_Short task_.
Beginning with the line where "Practice step: find the ford" appears, retype every remaining line of the data below, both the first and last included.

_Record list_.

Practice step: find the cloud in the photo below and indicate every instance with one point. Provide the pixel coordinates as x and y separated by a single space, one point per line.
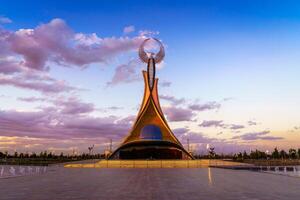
207 106
44 87
57 42
257 136
74 106
172 99
236 126
165 83
177 114
128 29
126 73
5 20
219 123
212 123
180 131
55 125
9 67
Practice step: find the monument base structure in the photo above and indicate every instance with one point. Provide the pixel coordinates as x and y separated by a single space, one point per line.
150 136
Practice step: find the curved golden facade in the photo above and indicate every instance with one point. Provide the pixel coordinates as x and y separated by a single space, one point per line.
162 143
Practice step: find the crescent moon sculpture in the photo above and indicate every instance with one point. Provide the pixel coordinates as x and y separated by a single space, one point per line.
157 57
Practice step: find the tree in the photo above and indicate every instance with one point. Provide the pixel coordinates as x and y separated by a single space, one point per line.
275 153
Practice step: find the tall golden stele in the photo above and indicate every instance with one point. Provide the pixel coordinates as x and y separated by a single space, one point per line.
150 136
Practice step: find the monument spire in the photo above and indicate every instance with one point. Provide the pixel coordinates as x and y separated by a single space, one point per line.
150 136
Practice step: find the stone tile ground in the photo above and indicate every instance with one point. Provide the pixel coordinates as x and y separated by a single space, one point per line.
202 183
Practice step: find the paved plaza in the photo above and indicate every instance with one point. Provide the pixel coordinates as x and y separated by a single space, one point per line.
197 183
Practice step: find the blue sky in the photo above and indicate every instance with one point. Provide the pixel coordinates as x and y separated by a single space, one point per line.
239 57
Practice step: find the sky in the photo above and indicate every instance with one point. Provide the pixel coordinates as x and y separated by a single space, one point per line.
70 76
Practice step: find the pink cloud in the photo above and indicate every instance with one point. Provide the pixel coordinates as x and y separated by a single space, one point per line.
126 73
178 114
57 42
45 87
207 106
128 29
51 124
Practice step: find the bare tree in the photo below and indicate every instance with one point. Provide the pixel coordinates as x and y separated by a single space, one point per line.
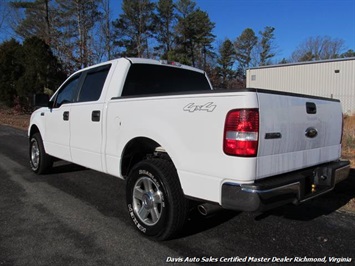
318 48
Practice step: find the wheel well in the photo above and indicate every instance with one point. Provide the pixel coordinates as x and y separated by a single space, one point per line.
137 150
34 129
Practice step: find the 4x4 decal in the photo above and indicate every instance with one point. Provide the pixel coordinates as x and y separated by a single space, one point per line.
192 107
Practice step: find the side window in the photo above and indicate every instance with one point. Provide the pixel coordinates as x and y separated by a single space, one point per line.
68 92
93 84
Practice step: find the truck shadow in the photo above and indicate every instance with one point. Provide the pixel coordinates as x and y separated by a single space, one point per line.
342 198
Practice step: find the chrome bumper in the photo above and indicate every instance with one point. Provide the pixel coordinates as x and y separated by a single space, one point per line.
295 187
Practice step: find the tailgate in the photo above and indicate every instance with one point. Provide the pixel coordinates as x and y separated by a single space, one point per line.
296 132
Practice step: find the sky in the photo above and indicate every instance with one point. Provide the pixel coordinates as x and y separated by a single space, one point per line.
294 20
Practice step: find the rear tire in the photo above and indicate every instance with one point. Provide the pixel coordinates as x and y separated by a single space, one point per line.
40 161
155 201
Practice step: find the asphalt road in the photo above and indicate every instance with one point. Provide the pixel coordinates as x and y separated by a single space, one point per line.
76 216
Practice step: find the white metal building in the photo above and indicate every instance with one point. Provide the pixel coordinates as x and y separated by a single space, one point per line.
328 78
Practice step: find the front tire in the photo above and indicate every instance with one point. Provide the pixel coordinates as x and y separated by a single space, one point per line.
40 161
155 201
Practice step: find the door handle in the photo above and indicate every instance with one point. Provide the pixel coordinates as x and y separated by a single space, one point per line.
66 116
95 116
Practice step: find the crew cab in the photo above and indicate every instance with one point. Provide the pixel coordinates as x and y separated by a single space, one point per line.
175 140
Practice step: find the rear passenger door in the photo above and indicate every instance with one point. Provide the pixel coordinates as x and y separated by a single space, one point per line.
86 117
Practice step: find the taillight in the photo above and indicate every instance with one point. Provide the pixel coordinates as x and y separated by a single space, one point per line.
241 133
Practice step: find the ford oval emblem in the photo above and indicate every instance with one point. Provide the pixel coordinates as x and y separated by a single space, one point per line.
311 132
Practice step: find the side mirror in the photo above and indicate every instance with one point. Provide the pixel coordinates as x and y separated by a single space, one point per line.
50 104
40 100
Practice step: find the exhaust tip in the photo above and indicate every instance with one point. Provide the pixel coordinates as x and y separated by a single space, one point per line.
207 208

_Output_.
Practice step: find the ford oval emblem in the photo above and indicate every instance with one point. Provide the pixel coordinates as x and y separated by a single space, one point per line.
311 132
Practice step: find the side mirror in the photo above and indicate every instance with one point. Provide the pixel coordinates as x and y separated by a single space, one point per line.
50 104
40 100
Practice step: find the exhaust tip in the photo above and indicate every instance with one point. Provide the pixel coordinates as x and y separated by a single space, one point per line.
207 208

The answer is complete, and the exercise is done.